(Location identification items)
################

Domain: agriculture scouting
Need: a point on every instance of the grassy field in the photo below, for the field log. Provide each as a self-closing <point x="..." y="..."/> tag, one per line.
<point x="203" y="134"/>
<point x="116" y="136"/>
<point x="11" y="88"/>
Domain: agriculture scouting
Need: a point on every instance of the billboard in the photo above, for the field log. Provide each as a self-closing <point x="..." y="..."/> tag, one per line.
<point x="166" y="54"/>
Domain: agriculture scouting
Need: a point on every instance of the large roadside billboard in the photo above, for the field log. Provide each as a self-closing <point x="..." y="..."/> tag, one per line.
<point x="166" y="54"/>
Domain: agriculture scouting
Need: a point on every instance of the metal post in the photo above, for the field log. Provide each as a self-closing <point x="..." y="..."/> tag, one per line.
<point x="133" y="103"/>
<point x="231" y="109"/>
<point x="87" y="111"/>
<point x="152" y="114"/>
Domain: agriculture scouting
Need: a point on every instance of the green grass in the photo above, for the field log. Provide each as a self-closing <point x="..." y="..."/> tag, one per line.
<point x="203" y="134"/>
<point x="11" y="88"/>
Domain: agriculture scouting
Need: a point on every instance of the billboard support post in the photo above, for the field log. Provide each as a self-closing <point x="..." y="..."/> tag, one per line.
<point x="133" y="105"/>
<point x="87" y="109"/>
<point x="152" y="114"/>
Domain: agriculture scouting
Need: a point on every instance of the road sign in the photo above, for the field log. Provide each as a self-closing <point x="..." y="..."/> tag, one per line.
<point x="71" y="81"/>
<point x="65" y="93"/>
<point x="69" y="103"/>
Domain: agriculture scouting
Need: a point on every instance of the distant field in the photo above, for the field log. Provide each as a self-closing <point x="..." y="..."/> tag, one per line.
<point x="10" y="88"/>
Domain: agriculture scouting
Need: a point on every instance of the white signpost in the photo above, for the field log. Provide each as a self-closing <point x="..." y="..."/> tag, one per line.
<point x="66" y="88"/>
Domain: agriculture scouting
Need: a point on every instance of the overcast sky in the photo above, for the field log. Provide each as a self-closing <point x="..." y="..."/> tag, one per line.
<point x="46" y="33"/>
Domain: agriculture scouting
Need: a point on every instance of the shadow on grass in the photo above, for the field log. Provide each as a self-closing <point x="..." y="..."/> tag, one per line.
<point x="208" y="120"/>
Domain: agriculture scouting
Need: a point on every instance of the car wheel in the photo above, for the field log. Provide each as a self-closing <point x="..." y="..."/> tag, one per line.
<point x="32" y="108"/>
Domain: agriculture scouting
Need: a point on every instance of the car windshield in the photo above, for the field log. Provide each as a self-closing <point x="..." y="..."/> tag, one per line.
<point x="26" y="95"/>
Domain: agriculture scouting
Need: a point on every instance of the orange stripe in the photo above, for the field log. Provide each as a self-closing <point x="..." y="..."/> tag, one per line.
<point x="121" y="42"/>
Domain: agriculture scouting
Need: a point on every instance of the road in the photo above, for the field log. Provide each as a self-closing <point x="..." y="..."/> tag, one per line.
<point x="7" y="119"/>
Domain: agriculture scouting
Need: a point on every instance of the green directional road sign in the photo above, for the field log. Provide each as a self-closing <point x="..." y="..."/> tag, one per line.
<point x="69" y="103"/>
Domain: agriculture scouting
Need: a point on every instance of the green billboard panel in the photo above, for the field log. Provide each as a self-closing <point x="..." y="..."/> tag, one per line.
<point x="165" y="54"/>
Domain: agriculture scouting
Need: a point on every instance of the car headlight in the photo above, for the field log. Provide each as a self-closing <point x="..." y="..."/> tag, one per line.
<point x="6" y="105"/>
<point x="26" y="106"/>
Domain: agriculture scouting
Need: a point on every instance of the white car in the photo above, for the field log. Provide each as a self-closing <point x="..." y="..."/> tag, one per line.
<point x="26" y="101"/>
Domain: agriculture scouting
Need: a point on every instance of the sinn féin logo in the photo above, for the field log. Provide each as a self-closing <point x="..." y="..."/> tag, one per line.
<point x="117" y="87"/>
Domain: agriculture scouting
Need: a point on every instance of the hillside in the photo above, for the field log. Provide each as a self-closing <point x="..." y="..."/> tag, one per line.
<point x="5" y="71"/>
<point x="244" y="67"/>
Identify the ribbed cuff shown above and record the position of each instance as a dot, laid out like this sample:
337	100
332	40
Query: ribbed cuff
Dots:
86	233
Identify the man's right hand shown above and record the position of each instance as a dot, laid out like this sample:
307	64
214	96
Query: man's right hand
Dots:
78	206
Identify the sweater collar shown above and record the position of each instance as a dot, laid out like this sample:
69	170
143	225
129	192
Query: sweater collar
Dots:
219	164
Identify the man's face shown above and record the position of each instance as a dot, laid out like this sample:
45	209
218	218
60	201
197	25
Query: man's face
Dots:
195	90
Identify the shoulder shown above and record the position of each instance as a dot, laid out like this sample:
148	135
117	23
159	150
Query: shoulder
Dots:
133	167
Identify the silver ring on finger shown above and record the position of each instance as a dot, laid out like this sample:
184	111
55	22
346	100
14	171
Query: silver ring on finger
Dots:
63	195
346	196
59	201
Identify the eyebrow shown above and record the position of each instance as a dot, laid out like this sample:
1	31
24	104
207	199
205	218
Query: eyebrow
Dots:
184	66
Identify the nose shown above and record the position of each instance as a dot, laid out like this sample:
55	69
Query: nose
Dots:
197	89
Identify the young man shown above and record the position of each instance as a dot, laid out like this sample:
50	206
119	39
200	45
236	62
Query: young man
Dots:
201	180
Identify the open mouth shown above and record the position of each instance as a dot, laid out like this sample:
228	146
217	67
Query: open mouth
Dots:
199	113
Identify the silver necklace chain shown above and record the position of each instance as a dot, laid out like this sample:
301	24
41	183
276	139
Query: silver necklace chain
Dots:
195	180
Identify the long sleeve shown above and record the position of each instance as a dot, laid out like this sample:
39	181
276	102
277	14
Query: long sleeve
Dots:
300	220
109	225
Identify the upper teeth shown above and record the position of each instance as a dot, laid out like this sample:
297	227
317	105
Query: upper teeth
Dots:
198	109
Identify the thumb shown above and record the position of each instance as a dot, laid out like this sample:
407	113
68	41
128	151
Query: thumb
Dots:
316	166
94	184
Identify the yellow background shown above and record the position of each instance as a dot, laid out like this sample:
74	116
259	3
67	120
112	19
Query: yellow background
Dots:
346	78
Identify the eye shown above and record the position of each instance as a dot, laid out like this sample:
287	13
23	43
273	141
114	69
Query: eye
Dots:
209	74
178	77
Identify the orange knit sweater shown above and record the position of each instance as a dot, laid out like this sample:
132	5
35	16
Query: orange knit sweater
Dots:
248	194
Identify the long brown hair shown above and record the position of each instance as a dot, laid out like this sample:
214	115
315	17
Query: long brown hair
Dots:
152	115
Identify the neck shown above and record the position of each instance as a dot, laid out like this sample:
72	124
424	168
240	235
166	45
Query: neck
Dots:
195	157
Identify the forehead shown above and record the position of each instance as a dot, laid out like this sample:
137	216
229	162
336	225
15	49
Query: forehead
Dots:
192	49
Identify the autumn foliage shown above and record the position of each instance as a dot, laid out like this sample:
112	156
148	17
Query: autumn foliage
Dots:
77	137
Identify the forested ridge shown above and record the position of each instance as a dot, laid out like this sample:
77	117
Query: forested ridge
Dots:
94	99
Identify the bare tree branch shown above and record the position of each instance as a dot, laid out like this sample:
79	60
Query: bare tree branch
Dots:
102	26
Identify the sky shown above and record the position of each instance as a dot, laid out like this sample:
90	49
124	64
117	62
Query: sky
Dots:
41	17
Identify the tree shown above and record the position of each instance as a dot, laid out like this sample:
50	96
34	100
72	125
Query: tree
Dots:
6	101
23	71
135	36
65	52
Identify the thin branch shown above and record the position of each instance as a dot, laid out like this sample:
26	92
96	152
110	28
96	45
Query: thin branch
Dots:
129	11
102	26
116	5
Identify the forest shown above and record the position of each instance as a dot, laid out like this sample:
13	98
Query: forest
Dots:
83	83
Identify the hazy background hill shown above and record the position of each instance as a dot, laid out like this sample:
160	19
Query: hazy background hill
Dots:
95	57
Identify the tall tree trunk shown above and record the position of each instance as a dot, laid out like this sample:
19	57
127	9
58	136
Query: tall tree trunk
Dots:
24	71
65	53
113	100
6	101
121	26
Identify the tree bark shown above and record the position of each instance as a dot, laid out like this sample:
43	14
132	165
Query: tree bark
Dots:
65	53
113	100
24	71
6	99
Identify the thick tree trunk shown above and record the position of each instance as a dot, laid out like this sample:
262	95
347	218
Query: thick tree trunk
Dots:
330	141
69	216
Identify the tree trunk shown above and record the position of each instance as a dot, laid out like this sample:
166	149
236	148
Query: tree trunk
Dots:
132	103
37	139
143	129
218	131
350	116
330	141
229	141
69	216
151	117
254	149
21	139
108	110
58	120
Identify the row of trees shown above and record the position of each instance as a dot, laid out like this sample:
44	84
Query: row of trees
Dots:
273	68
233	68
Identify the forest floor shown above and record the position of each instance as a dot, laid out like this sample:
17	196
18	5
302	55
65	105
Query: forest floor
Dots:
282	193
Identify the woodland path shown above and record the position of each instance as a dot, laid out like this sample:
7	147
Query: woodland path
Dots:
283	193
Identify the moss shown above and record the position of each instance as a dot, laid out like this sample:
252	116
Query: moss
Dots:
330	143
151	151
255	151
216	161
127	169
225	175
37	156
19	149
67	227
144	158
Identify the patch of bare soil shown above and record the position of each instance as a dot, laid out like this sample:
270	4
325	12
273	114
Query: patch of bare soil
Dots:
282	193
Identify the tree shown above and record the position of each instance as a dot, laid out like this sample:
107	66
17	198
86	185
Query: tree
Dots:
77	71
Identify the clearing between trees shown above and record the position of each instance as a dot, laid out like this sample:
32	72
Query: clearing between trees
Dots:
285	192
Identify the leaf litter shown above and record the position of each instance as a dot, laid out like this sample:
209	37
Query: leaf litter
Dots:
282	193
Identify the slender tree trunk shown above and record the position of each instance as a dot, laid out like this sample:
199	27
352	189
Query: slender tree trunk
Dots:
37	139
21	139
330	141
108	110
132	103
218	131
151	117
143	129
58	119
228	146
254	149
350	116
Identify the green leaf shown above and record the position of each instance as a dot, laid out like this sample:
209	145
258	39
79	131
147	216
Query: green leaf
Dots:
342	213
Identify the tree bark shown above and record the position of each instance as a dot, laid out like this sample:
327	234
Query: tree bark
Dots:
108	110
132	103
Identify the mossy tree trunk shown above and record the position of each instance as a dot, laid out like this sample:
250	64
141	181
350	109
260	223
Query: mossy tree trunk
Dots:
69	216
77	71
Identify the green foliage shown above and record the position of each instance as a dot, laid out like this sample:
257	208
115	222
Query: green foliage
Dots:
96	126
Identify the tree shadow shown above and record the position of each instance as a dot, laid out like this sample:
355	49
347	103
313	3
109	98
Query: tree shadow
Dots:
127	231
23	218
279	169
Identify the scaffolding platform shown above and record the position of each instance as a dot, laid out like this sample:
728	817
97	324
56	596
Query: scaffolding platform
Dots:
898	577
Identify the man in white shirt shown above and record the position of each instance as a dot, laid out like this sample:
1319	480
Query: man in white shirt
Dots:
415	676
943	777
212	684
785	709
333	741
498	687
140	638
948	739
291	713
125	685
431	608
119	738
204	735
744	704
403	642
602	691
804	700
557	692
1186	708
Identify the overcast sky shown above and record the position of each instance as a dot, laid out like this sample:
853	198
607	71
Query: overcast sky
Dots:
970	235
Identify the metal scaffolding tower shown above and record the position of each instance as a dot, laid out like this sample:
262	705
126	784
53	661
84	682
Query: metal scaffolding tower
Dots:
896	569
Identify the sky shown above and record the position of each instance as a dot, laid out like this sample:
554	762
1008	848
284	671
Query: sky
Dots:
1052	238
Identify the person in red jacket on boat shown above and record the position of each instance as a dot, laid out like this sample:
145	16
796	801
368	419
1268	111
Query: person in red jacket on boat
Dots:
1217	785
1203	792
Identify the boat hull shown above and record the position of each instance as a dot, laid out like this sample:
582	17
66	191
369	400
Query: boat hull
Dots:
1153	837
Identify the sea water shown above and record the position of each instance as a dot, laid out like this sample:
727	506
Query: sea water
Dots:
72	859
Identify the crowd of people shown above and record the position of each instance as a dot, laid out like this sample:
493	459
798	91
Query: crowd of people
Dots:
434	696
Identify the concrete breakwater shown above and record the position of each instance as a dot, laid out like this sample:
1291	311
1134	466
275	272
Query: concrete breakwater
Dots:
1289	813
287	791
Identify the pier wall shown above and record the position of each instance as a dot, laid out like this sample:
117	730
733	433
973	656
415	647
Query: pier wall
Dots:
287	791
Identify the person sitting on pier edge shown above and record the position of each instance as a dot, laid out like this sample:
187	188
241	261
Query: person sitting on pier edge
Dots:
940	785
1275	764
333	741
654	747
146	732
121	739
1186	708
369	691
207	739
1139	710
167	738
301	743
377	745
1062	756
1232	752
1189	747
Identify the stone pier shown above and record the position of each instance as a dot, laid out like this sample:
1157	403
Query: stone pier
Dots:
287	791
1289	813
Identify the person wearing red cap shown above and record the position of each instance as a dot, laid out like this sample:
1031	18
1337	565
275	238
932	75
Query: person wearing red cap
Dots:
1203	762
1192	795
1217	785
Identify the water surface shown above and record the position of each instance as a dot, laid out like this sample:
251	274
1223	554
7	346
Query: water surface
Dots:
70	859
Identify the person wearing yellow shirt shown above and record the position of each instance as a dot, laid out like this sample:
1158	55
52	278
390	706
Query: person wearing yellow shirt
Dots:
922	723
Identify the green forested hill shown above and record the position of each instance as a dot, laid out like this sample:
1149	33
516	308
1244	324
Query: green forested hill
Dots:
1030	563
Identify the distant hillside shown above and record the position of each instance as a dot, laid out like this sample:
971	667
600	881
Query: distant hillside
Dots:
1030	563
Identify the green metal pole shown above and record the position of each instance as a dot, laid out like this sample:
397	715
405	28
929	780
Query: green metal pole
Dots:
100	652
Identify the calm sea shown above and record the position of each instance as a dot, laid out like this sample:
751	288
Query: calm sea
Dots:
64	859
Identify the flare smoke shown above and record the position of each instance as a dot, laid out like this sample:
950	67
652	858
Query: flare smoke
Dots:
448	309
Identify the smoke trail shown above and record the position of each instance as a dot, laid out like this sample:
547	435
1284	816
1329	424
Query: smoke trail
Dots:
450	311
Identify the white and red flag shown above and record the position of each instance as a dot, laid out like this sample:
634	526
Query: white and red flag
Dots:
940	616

################

**DIRECTIONS**
Output the line that contains "Identify the green metal", followed by every later line in the listing, with no line omitted and none added.

**FINISHED TASK**
Identify the green metal pole shown above and record the position of each instance as a dot, laid out like this sample:
397	715
405	28
929	780
Query: green metal pole
Dots:
100	652
Identify the calm sea shown above and record the position of each instance as a dot, laid out like this sample:
751	288
Query: calm sea
Dots:
64	859
Identify the flare smoke shown above and record the position of each instance as a dot, laid out like this sample:
950	67
652	858
Query: flare smoke
Dots:
448	309
Identify the smoke trail shown above and record the position of each instance as a dot, laid out like this sample:
547	435
1284	816
1329	424
Query: smoke trail
Dots:
450	311
Identify the white and red flag shown above and record the position of each instance as a dot, laid out like this sample:
634	526
Query: white and red flag
Dots:
940	616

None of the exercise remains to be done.